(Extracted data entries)
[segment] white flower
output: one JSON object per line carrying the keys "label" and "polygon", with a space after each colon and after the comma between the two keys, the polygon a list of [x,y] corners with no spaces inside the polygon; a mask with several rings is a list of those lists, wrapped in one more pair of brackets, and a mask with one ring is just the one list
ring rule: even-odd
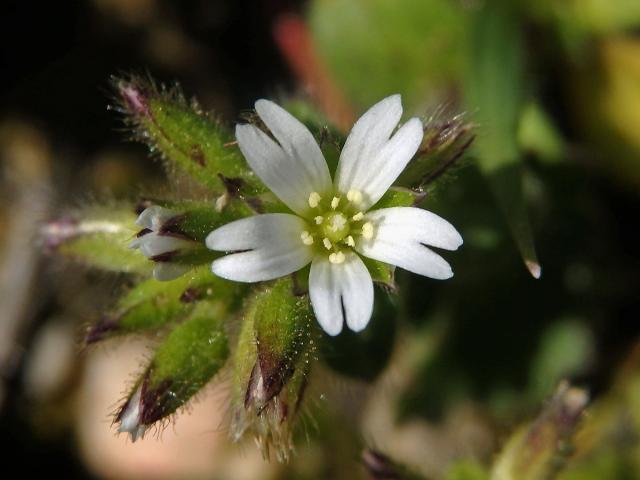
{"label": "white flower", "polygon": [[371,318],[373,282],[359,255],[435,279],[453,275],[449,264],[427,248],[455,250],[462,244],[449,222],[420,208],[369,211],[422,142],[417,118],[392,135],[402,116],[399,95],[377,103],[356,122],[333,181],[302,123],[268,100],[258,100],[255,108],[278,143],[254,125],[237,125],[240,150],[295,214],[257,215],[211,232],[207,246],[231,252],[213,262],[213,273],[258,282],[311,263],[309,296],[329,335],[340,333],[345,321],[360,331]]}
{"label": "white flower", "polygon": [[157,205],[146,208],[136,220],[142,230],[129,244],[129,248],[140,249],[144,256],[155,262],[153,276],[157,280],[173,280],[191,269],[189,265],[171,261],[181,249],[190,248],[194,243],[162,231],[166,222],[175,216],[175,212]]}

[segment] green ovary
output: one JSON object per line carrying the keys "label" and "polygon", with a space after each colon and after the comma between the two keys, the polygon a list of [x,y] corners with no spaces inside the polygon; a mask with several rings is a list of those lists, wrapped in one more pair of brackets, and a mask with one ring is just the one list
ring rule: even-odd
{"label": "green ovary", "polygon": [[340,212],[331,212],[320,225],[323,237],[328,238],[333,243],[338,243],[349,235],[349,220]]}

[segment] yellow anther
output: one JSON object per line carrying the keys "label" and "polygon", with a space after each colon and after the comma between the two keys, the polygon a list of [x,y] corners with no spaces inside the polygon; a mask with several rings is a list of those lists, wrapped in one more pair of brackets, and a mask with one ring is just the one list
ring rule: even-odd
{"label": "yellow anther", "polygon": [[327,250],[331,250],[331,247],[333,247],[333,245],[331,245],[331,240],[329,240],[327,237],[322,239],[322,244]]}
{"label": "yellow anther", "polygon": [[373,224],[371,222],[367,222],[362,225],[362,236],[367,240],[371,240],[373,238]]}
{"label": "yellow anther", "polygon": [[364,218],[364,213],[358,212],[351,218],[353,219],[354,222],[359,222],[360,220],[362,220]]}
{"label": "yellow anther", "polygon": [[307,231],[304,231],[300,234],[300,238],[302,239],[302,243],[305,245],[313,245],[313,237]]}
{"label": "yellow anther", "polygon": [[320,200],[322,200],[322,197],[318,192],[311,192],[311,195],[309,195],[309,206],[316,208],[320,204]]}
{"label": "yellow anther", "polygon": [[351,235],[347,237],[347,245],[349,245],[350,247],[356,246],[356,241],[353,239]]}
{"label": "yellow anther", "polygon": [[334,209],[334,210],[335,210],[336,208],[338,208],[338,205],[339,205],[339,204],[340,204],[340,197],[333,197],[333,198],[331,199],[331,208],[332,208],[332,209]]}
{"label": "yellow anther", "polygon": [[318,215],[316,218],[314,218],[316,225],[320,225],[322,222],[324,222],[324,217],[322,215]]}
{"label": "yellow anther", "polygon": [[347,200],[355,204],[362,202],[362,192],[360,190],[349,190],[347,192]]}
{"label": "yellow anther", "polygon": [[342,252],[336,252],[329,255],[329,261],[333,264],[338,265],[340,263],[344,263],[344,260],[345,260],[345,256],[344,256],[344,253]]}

[WORK TO BE COMPLETED] Each entry is to be transcribed verbatim, and any picture in it is to be skipped.

[RESULT]
[segment] white flower
output: one JSON object per line carrying the keys "label" and "polygon", with a space after each colon and after the comma between the two keys, the polygon a list of [x,y] corners with no spaces inside the polygon; a mask with several rings is a list of those lists, wrapped in one more pair of brackets, and a mask with one ring is just the one list
ring rule: even-odd
{"label": "white flower", "polygon": [[371,318],[373,282],[359,255],[435,279],[453,275],[449,264],[427,248],[455,250],[462,244],[449,222],[420,208],[369,211],[422,142],[417,118],[392,135],[402,116],[399,95],[377,103],[356,122],[333,181],[302,123],[268,100],[258,100],[255,108],[278,143],[254,125],[237,125],[240,150],[295,214],[257,215],[211,232],[207,246],[231,252],[213,262],[213,273],[258,282],[311,263],[309,296],[329,335],[340,333],[345,321],[360,331]]}
{"label": "white flower", "polygon": [[157,205],[146,208],[136,220],[142,230],[129,244],[129,248],[140,249],[144,256],[155,262],[153,276],[157,280],[173,280],[191,269],[189,265],[171,261],[181,249],[190,248],[194,243],[162,231],[166,222],[175,216],[175,212]]}

[segment] green ovary
output: one JSON object per line carrying the keys "label" and "polygon", with a space after each colon and after the comma between the two keys, the polygon a list of [x,y] corners with no spaces inside the polygon; a mask with several rings is a list of those lists, wrapped in one more pair of brackets, and a mask with one ring is just the one list
ring rule: even-odd
{"label": "green ovary", "polygon": [[340,212],[331,212],[320,225],[323,237],[328,238],[333,243],[338,243],[349,235],[349,220]]}

[segment] yellow anther
output: one JSON object per line carrying the keys "label" and "polygon", with a space after each colon and after the comma between the two keys, the polygon a list of [x,y] corners with no spaces inside the polygon; a mask with several rings is a list of those lists, wrapped in one more pair of brackets, and a mask with one ring is just the one list
ring rule: even-odd
{"label": "yellow anther", "polygon": [[327,250],[331,250],[331,247],[333,247],[333,245],[331,245],[331,240],[329,240],[327,237],[322,239],[322,244]]}
{"label": "yellow anther", "polygon": [[373,224],[371,222],[367,222],[362,225],[362,236],[367,240],[371,240],[373,238]]}
{"label": "yellow anther", "polygon": [[364,218],[364,213],[358,212],[351,218],[353,219],[354,222],[359,222],[360,220],[362,220]]}
{"label": "yellow anther", "polygon": [[307,231],[304,231],[300,234],[300,238],[302,239],[302,243],[305,245],[313,245],[313,237]]}
{"label": "yellow anther", "polygon": [[320,200],[322,200],[322,197],[318,192],[311,192],[311,195],[309,195],[309,206],[316,208],[320,204]]}
{"label": "yellow anther", "polygon": [[351,235],[347,237],[347,245],[349,245],[350,247],[356,246],[356,241],[353,239]]}
{"label": "yellow anther", "polygon": [[334,209],[334,210],[335,210],[336,208],[338,208],[338,205],[339,205],[339,204],[340,204],[340,197],[333,197],[333,198],[331,199],[331,208],[332,208],[332,209]]}
{"label": "yellow anther", "polygon": [[318,215],[316,218],[314,218],[316,225],[320,225],[322,222],[324,222],[324,217],[322,215]]}
{"label": "yellow anther", "polygon": [[347,200],[355,204],[362,202],[362,192],[360,190],[349,190],[347,192]]}
{"label": "yellow anther", "polygon": [[342,252],[336,252],[329,255],[329,261],[333,264],[338,265],[340,263],[344,263],[344,260],[345,260],[345,256],[344,256],[344,253]]}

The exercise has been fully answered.